--- START OF PROVIDED DATA ---

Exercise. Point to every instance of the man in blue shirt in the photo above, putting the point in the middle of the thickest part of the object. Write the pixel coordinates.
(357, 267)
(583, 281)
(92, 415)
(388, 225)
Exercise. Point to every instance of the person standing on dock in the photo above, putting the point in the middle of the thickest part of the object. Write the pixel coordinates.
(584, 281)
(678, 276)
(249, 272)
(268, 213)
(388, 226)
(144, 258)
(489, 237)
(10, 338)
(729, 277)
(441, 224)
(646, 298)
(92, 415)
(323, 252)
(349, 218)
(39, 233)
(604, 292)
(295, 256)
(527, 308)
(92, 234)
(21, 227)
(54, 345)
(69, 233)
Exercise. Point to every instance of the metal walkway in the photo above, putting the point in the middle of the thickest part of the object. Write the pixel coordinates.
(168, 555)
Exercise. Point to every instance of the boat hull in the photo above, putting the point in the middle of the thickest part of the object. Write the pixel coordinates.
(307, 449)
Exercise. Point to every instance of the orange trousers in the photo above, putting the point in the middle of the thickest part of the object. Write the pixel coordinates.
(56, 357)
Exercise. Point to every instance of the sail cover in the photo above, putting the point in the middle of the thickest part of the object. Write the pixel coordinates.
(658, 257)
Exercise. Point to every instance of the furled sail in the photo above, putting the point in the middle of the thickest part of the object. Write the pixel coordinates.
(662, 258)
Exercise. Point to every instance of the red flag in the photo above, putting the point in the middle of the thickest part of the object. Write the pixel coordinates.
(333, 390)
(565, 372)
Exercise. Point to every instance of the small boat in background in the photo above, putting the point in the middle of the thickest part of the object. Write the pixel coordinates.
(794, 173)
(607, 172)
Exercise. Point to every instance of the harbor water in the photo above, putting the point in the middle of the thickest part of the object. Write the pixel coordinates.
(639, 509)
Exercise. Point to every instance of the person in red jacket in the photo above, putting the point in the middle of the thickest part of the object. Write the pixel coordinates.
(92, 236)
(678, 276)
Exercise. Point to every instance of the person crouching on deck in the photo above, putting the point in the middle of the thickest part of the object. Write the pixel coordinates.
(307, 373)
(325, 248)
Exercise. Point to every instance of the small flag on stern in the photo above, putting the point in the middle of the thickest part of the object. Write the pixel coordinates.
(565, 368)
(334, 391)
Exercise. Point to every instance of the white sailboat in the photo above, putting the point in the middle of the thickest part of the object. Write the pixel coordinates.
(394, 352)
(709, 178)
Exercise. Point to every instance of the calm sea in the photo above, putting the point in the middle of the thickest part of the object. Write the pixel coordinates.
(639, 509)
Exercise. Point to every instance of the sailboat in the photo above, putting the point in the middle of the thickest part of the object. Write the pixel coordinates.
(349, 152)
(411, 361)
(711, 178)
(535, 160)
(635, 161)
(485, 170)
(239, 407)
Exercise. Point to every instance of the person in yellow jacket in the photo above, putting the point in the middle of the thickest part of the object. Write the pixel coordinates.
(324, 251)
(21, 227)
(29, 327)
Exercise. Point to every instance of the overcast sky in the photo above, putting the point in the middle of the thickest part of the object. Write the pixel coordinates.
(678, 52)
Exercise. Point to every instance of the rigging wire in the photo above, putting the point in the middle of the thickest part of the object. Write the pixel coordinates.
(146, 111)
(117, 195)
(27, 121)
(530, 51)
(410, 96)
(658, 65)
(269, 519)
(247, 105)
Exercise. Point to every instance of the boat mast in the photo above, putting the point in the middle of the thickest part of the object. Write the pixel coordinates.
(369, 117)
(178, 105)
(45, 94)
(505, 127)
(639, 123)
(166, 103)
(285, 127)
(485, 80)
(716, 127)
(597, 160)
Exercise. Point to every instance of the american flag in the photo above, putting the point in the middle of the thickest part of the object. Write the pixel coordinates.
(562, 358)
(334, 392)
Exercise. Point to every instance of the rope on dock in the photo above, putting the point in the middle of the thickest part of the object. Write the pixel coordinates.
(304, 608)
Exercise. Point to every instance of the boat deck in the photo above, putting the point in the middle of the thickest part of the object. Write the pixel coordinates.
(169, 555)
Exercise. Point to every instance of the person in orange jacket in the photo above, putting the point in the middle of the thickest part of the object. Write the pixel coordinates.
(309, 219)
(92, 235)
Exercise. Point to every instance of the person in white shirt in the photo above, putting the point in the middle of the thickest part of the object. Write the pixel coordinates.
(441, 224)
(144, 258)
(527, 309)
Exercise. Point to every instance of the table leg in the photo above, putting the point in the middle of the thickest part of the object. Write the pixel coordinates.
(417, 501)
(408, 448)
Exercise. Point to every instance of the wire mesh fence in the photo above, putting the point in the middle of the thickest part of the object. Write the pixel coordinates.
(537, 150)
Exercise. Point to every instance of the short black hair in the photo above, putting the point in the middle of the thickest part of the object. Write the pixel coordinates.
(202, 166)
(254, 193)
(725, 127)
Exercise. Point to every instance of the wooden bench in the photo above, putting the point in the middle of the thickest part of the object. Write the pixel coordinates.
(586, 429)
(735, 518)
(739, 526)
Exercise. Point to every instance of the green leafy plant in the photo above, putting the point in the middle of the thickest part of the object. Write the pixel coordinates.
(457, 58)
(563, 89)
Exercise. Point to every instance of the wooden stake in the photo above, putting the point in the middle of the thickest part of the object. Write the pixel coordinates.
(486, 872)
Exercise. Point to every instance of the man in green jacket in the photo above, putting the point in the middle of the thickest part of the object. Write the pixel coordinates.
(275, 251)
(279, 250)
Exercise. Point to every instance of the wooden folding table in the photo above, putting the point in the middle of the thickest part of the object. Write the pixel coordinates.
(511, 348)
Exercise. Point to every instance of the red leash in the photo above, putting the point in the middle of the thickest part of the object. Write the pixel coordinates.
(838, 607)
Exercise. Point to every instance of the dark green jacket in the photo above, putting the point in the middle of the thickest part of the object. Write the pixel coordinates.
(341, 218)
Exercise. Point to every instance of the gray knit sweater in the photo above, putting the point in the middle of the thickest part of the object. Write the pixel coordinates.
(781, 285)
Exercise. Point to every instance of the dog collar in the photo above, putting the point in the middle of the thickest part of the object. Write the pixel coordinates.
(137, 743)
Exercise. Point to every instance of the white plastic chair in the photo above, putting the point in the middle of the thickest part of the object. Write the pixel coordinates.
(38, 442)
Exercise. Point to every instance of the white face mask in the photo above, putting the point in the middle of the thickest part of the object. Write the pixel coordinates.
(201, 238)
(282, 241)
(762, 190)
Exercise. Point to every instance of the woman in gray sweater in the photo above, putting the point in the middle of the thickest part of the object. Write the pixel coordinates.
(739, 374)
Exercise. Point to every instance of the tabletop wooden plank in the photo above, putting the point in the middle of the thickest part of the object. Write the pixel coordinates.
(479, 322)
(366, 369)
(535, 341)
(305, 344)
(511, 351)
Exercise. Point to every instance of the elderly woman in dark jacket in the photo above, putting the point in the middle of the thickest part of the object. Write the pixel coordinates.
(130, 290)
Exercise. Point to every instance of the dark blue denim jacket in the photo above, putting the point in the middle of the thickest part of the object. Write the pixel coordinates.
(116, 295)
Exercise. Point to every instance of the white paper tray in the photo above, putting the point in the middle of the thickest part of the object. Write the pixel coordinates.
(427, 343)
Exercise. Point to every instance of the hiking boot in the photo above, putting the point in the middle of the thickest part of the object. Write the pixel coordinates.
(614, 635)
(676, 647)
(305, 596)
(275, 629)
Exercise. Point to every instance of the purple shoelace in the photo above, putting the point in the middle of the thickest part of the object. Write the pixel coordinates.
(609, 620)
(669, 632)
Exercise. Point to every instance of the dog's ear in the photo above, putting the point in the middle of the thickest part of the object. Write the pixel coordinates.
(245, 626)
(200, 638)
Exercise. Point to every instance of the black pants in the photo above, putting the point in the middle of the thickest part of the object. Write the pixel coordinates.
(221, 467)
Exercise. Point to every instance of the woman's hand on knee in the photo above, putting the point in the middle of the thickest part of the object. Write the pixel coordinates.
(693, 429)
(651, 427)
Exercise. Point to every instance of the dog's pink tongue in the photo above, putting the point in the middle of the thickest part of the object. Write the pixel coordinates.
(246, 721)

--- END OF PROVIDED DATA ---

SET EXERCISE — Retype only the lines running from the line with "Exercise. Point to every instance of the dark blue" to the end of the listing, including both of those lines.

RESULT —
Exercise. Point to every instance of the dark blue denim jacket in the photo above, putting the point in the middle of the thickest part of the object. Write the pixel coordinates.
(116, 295)
Exercise. Point to every instance of the white paper tray in the photo above, putting the point in the middle of the thickest part of the object. Write the pixel coordinates.
(427, 343)
Exercise. Point to every instance of the hiking boot in the photo above, putting the point in the middle of the thickest part of the object. Write the pixel coordinates.
(614, 635)
(676, 647)
(305, 596)
(275, 629)
Exercise. Point to every instance of the purple shoelace in the photo above, putting the point in the middle of the thickest part of the object. Write the pixel coordinates.
(609, 620)
(669, 632)
Exercise. Point to every instance of the dog's ear in the photo above, putting the point in the middle of the thickest part of the object. Write the pixel coordinates.
(245, 626)
(200, 638)
Exercise. Point to every instance of the black pants in the photo above, putting the point in the middle of the thickest part of the object. Write the pixel coordinates.
(221, 467)
Exercise. Point to every instance of the woman's hand on knee in the photo above, putting the point in the middle of the thickest part of the object. Write the pixel coordinates.
(693, 429)
(651, 427)
Exercise. Point to every instance of the dog's pink tongue in the photo above, putting the point in the middle of the thickest part of the object. Write the pixel coordinates.
(246, 721)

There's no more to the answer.